Directions:
Rewrite the lines below, swapping every "locate" for "find" and keeping everything else the same.

Records for this task:
━━━━━━━━━━━━━━━━━━━━

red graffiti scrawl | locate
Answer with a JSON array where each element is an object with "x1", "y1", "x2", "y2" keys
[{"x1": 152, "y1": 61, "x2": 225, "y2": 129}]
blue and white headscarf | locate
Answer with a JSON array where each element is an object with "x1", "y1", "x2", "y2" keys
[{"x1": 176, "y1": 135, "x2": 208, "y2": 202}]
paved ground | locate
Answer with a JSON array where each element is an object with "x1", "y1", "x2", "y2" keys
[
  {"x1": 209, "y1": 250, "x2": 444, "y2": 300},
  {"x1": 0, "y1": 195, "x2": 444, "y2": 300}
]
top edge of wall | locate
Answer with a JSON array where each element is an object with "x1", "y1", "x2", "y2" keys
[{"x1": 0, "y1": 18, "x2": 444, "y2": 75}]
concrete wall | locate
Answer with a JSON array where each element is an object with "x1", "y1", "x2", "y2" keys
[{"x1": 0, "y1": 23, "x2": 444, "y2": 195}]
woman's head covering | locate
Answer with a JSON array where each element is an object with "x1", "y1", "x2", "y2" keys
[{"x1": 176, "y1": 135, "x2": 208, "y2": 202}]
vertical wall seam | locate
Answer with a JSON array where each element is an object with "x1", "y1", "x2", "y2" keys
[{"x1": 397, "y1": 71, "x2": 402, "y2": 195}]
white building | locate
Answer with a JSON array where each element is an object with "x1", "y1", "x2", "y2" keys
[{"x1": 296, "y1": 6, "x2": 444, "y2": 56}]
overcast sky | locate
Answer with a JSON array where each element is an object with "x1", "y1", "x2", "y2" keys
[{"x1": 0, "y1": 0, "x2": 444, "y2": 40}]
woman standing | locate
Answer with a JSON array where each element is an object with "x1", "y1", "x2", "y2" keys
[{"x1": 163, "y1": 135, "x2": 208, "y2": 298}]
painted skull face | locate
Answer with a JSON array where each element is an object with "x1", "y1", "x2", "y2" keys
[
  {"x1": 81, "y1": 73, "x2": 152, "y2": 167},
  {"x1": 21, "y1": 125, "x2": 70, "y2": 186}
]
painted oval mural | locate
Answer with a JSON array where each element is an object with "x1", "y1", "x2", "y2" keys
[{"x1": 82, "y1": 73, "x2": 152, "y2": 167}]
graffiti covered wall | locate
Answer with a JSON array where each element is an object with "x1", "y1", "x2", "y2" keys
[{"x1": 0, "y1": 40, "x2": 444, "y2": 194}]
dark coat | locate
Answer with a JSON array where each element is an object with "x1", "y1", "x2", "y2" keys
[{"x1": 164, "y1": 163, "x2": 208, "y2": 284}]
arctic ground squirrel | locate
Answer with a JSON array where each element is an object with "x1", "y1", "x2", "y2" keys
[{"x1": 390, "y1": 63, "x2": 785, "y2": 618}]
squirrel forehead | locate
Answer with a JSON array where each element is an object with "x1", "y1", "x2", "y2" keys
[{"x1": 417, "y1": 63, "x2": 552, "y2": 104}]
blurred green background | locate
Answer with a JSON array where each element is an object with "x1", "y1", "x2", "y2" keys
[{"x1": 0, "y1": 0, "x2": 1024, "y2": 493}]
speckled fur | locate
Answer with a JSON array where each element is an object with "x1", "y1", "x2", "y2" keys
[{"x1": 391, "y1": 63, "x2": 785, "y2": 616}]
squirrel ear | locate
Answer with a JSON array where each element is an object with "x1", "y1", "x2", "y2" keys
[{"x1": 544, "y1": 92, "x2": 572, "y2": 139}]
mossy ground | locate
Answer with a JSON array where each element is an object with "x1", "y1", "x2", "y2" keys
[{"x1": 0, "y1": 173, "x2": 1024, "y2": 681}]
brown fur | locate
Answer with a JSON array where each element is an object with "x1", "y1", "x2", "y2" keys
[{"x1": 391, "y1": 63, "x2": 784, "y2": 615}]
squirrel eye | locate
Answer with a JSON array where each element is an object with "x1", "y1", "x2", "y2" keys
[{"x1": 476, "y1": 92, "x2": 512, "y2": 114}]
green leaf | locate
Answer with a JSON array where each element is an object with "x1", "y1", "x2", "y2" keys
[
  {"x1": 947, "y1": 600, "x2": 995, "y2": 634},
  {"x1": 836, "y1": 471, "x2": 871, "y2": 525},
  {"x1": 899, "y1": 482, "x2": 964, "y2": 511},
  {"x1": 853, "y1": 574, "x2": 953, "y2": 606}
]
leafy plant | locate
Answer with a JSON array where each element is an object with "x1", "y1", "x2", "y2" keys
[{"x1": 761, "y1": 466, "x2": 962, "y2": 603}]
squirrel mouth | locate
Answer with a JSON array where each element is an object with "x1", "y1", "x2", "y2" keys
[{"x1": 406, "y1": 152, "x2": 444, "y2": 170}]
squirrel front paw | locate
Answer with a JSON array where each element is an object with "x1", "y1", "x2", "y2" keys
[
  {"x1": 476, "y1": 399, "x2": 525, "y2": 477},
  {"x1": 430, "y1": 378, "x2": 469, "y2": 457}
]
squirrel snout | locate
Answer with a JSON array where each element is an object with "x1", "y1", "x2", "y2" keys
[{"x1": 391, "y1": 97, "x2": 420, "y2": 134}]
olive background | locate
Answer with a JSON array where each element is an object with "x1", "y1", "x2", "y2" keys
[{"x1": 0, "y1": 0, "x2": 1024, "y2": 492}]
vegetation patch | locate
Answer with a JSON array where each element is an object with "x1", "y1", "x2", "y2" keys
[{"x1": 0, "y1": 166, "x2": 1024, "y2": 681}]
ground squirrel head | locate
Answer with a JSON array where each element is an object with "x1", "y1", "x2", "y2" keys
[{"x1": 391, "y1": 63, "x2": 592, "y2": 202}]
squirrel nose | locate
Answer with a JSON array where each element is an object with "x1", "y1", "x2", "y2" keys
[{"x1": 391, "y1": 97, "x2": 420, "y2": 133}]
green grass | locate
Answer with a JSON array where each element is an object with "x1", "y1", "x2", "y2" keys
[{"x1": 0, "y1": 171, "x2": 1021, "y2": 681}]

━━━━━━━━━━━━━━━━━━━━

Correct answer:
red graffiti scrawl | find
Answer with a JSON array where each element is an object with "x1", "y1", "x2", "y2" keys
[{"x1": 152, "y1": 61, "x2": 225, "y2": 129}]
blue and white headscarf | find
Answer with a JSON array where each element is an object with "x1", "y1", "x2", "y2" keys
[{"x1": 176, "y1": 135, "x2": 208, "y2": 202}]
paved ground | find
Answer with a JSON array where each element is an object with "x1", "y1", "x2", "y2" keys
[
  {"x1": 209, "y1": 250, "x2": 444, "y2": 300},
  {"x1": 0, "y1": 195, "x2": 444, "y2": 300}
]
top edge of wall | find
Answer with a JSON array where each element is an object with "x1", "y1", "x2", "y2" keys
[{"x1": 0, "y1": 18, "x2": 444, "y2": 75}]
concrete wall | find
Answer with a JSON array where each element is an object with "x1", "y1", "x2", "y2" keys
[{"x1": 0, "y1": 23, "x2": 444, "y2": 195}]
woman's head covering | find
Answer with a JSON array where each element is an object with "x1", "y1", "x2", "y2" keys
[{"x1": 176, "y1": 135, "x2": 208, "y2": 202}]
vertical wall seam | find
Answer with a JSON array where each element is an object with "x1", "y1", "x2", "y2" keys
[{"x1": 397, "y1": 71, "x2": 402, "y2": 195}]
white building | find
Answer with a JSON array where each element is an object with "x1", "y1", "x2", "y2" keys
[{"x1": 296, "y1": 6, "x2": 444, "y2": 56}]
overcast sky | find
Answer with a JSON array where each element is an object with "x1", "y1", "x2", "y2" keys
[{"x1": 0, "y1": 0, "x2": 444, "y2": 40}]
woman standing | find
Answer with a JSON array where each element is an object with "x1", "y1", "x2", "y2" keys
[{"x1": 163, "y1": 135, "x2": 208, "y2": 298}]
painted skull face | find
Answer with a JSON array where each element is an object with "x1", "y1", "x2", "y2" keys
[
  {"x1": 81, "y1": 73, "x2": 152, "y2": 167},
  {"x1": 21, "y1": 125, "x2": 70, "y2": 186}
]
painted oval mural | find
Answer with a JSON array where each element is an object with "x1", "y1", "x2", "y2" keys
[{"x1": 82, "y1": 73, "x2": 152, "y2": 167}]
graffiti covered wall | find
Answer with a JSON array where each element is an object with "x1", "y1", "x2", "y2" keys
[{"x1": 0, "y1": 40, "x2": 444, "y2": 194}]
dark coat | find
Answer with a JSON array where each element is an object with "x1", "y1", "x2", "y2" keys
[{"x1": 164, "y1": 163, "x2": 208, "y2": 284}]
arctic ground squirrel | find
Answer with a JSON array where each element is an object with "x1", "y1", "x2", "y2" keys
[{"x1": 390, "y1": 63, "x2": 785, "y2": 618}]
squirrel forehead | find
Answer with a JSON array where each element is an object with "x1", "y1", "x2", "y2" keys
[{"x1": 417, "y1": 63, "x2": 552, "y2": 104}]
blurred green background | find
Answer with a JSON array where each element is an object with "x1", "y1", "x2", "y2" keys
[{"x1": 0, "y1": 0, "x2": 1024, "y2": 493}]
speckled fur | find
Answer with a JSON array where each element is an object with "x1", "y1", "x2", "y2" keys
[{"x1": 391, "y1": 63, "x2": 785, "y2": 616}]
squirrel ear | find
Answer with a JSON array where each element is an object with "x1", "y1", "x2", "y2" keys
[{"x1": 544, "y1": 92, "x2": 572, "y2": 139}]
mossy ground | find
Answer with a JSON array where each element is an object with "x1", "y1", "x2", "y2" keys
[{"x1": 0, "y1": 173, "x2": 1024, "y2": 681}]
brown fur | find
Answer with a JSON array where each element is an object with "x1", "y1", "x2", "y2" keys
[{"x1": 391, "y1": 63, "x2": 784, "y2": 615}]
squirrel eye | find
Answer with a JSON array where each element is an object with "x1", "y1", "x2", "y2" keys
[{"x1": 476, "y1": 92, "x2": 512, "y2": 114}]
green leaf | find
Answer with a JSON array where each element is an object with "x1", "y1", "x2", "y2" keys
[
  {"x1": 947, "y1": 600, "x2": 995, "y2": 634},
  {"x1": 836, "y1": 471, "x2": 871, "y2": 525},
  {"x1": 899, "y1": 482, "x2": 964, "y2": 511},
  {"x1": 853, "y1": 574, "x2": 953, "y2": 606}
]
leafy plant | find
Answer with a JSON array where each element is an object with "x1", "y1", "x2", "y2" keys
[{"x1": 761, "y1": 466, "x2": 962, "y2": 603}]
squirrel mouth | find
Answer with a JSON array where each element is an object with "x1", "y1", "x2", "y2" keys
[{"x1": 406, "y1": 152, "x2": 444, "y2": 170}]
squirrel front paw | find
Answer with a JSON array where each element is an object with "x1", "y1", "x2", "y2" keys
[
  {"x1": 476, "y1": 399, "x2": 525, "y2": 477},
  {"x1": 430, "y1": 378, "x2": 469, "y2": 457}
]
squirrel snout | find
Answer with a JSON array where each element is an object with "x1", "y1", "x2", "y2" keys
[{"x1": 391, "y1": 97, "x2": 420, "y2": 134}]
olive background | find
Answer with a JSON array where each element is an object with "x1", "y1", "x2", "y2" keys
[{"x1": 0, "y1": 0, "x2": 1024, "y2": 492}]
vegetation patch | find
Answer with a JSON array where each element is an object with "x1", "y1", "x2", "y2" keys
[{"x1": 0, "y1": 166, "x2": 1024, "y2": 681}]
ground squirrel head | find
Answer with a JSON array where each element is an object with "x1", "y1", "x2", "y2" keys
[{"x1": 391, "y1": 63, "x2": 592, "y2": 202}]
squirrel nose | find
Answer with a JSON array where each element is an object with "x1", "y1", "x2", "y2" keys
[{"x1": 391, "y1": 97, "x2": 420, "y2": 133}]
green grass | find
Answer with a JSON array where each element is an object with "x1", "y1", "x2", "y2" keys
[{"x1": 0, "y1": 171, "x2": 1021, "y2": 681}]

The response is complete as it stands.